→ **REQUIRED WORK**
Locate every line in the records that contains the string "pixels" and copy each one. Case counts, so match capital and lowercase letters exactly.

→ **PROVIDED DATA**
■ ■ ■

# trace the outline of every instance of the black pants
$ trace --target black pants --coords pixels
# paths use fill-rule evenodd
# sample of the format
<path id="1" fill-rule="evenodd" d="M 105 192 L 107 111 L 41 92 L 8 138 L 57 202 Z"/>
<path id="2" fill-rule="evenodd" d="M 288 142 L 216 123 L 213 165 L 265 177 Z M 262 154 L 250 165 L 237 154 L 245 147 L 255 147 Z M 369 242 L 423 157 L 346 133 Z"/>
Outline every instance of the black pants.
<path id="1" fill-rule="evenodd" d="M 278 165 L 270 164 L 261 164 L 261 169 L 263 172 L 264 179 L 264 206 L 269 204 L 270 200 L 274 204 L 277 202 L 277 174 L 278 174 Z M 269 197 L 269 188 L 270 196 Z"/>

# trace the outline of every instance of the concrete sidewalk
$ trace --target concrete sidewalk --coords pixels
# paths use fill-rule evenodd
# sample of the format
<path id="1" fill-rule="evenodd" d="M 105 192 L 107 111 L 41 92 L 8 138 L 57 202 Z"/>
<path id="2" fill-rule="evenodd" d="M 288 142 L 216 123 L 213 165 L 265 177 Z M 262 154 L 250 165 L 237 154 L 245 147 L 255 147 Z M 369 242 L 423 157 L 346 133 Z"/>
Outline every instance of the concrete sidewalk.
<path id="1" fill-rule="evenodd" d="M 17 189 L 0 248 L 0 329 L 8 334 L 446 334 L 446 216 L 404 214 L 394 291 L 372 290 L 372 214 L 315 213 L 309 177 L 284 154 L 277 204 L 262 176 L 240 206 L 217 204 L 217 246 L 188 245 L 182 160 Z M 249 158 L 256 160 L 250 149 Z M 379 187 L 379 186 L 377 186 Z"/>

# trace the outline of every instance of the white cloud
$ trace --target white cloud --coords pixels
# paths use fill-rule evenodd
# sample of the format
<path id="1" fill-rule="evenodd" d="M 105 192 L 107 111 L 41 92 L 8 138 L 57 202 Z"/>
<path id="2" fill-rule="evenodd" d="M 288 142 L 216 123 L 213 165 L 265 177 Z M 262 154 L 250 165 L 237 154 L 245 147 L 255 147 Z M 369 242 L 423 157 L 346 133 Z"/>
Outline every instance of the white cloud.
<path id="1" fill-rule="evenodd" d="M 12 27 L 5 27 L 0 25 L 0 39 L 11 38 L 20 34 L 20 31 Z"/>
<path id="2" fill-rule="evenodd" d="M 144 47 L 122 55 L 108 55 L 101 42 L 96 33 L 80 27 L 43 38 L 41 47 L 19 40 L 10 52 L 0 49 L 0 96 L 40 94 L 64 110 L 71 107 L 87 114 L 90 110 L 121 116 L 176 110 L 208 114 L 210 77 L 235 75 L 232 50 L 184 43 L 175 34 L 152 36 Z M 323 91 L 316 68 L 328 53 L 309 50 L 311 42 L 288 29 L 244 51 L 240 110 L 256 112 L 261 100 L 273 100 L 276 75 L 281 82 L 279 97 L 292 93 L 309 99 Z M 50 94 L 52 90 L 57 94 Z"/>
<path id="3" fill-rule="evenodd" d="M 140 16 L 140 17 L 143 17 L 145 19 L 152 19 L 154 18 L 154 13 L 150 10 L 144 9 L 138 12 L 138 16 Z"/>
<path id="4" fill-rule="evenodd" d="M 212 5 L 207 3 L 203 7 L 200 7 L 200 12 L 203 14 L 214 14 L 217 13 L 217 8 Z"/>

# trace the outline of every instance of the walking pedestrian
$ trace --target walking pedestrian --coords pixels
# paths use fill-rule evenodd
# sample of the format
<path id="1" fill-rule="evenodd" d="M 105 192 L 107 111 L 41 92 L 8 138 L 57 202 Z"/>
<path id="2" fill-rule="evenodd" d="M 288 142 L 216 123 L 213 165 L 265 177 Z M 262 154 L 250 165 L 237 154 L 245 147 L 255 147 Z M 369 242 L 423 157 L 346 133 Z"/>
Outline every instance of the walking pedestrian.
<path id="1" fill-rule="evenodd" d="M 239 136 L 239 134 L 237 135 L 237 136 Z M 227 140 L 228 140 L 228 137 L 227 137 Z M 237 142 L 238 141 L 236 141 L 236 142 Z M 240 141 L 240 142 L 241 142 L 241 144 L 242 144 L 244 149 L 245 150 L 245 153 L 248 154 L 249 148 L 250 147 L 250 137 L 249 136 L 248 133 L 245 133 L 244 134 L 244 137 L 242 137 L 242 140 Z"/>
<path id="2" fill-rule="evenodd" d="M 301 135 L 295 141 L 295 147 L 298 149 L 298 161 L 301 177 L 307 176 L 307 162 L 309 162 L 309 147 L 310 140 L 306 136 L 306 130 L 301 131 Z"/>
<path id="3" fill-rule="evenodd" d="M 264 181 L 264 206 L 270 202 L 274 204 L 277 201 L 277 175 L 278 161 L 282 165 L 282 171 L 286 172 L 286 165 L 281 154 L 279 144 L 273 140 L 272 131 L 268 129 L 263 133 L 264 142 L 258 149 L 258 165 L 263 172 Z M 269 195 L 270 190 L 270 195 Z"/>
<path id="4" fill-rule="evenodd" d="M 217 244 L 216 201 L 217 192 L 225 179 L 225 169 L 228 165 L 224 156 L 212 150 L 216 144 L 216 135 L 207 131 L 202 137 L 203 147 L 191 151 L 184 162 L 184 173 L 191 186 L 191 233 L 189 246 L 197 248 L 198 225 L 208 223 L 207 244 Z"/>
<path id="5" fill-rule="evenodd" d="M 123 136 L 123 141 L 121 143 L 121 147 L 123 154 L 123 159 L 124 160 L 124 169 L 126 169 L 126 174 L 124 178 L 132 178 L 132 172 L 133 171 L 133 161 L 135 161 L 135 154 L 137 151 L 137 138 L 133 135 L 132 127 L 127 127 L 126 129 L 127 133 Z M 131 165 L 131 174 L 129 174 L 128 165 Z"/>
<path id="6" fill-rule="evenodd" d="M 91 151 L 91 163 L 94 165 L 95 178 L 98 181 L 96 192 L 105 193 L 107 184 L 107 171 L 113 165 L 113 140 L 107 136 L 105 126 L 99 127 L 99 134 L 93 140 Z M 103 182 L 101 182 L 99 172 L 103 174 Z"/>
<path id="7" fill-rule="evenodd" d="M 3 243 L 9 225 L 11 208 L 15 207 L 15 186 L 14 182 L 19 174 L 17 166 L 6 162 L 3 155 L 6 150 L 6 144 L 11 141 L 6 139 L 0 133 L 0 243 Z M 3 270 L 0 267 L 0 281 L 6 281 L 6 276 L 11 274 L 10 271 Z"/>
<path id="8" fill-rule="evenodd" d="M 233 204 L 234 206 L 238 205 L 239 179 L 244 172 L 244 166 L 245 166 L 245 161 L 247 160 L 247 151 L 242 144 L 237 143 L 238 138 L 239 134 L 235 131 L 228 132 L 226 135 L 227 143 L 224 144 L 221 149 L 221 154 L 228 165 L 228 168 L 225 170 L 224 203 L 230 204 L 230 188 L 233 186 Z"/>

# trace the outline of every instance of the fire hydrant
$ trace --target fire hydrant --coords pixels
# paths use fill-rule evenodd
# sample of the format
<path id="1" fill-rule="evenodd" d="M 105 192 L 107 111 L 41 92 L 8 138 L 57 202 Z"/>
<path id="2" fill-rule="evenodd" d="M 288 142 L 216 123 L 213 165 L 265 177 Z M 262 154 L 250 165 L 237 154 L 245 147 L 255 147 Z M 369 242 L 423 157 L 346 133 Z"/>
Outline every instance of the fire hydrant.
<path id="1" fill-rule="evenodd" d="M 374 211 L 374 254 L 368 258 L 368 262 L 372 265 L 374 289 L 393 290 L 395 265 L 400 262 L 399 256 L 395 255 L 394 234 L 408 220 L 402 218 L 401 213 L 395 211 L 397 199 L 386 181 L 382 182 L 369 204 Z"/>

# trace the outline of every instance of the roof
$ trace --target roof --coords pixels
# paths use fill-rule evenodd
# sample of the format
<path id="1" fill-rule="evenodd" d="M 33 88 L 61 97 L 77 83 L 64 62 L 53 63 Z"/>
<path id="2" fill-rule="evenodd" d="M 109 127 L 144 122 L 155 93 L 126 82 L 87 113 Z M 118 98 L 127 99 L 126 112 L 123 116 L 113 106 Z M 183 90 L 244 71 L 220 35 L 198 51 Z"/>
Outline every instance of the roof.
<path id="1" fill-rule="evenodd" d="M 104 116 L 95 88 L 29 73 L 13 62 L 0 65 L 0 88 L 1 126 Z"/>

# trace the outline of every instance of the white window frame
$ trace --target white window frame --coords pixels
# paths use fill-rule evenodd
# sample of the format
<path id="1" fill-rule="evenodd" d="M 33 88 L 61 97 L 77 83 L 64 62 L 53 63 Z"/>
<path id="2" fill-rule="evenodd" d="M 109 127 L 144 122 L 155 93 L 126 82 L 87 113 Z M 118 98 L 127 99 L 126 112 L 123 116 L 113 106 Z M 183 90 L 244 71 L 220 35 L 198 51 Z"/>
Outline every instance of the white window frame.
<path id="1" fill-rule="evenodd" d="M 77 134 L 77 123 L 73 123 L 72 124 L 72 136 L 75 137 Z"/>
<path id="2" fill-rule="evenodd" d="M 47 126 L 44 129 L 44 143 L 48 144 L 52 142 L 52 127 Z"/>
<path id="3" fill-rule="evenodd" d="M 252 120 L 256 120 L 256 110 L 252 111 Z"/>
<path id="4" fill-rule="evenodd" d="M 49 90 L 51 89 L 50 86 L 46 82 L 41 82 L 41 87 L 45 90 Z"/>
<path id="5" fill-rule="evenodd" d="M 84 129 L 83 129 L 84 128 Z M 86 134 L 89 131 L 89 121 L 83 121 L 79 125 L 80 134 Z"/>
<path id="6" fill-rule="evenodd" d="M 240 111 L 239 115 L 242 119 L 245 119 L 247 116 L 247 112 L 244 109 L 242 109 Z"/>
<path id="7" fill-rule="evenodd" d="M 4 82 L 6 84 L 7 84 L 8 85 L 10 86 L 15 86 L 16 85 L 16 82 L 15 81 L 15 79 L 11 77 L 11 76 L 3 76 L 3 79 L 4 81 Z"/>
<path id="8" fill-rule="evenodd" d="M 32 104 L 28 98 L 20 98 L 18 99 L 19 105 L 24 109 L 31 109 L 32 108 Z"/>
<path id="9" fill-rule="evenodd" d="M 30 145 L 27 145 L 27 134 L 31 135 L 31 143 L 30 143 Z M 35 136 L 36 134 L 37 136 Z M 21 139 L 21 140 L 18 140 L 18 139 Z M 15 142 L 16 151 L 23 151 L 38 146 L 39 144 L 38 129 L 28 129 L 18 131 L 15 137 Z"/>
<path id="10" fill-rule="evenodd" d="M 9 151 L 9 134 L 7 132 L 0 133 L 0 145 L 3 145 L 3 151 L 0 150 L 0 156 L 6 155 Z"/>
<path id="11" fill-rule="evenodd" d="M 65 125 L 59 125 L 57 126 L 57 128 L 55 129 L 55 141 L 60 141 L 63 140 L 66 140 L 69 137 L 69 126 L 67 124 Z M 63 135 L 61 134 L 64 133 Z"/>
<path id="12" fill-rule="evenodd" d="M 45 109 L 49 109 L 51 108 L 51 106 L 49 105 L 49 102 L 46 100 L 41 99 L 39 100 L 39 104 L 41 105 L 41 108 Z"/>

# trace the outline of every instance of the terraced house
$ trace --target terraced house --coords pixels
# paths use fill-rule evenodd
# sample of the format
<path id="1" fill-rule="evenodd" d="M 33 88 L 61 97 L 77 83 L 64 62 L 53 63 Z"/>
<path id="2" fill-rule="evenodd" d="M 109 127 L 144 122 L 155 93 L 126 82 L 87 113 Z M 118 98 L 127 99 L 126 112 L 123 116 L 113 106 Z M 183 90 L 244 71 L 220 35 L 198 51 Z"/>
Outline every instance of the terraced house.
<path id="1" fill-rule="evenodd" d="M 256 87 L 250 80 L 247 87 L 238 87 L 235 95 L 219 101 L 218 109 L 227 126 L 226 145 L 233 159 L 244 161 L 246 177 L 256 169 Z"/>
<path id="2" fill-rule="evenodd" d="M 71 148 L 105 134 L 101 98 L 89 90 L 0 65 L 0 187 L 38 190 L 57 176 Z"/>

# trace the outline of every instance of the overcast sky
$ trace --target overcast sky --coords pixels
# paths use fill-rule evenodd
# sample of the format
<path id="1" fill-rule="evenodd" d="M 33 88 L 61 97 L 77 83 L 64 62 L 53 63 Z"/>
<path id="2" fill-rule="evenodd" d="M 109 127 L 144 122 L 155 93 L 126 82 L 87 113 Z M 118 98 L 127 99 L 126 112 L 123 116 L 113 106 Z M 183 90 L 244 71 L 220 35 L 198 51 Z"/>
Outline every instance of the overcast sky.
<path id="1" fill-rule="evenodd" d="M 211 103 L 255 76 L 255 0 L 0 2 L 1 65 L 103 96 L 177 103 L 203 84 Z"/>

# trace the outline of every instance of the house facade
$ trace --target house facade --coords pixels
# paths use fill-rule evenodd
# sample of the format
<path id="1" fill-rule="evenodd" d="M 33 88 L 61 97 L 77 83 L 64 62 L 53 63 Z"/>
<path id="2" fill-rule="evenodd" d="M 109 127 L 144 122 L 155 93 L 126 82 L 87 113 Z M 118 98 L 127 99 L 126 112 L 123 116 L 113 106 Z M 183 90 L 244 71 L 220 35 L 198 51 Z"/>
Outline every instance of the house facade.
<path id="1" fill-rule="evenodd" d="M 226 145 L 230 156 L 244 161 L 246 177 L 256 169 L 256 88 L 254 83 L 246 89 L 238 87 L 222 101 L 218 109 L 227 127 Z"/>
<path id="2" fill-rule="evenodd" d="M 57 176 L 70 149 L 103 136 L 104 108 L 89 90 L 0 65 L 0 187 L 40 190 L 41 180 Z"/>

■ ■ ■

→ **ANSWER BELOW**
$ trace --target black pants --coords pixels
$ trace --target concrete sidewalk --coords pixels
$ trace --target white cloud --coords pixels
$ trace --target walking pedestrian --coords pixels
$ trace --target fire hydrant --coords pixels
$ trace --target roof --coords pixels
$ trace --target white window frame --coords pixels
$ trace --target terraced house --coords pixels
$ trace --target overcast sky --coords pixels
$ trace --target house facade --coords pixels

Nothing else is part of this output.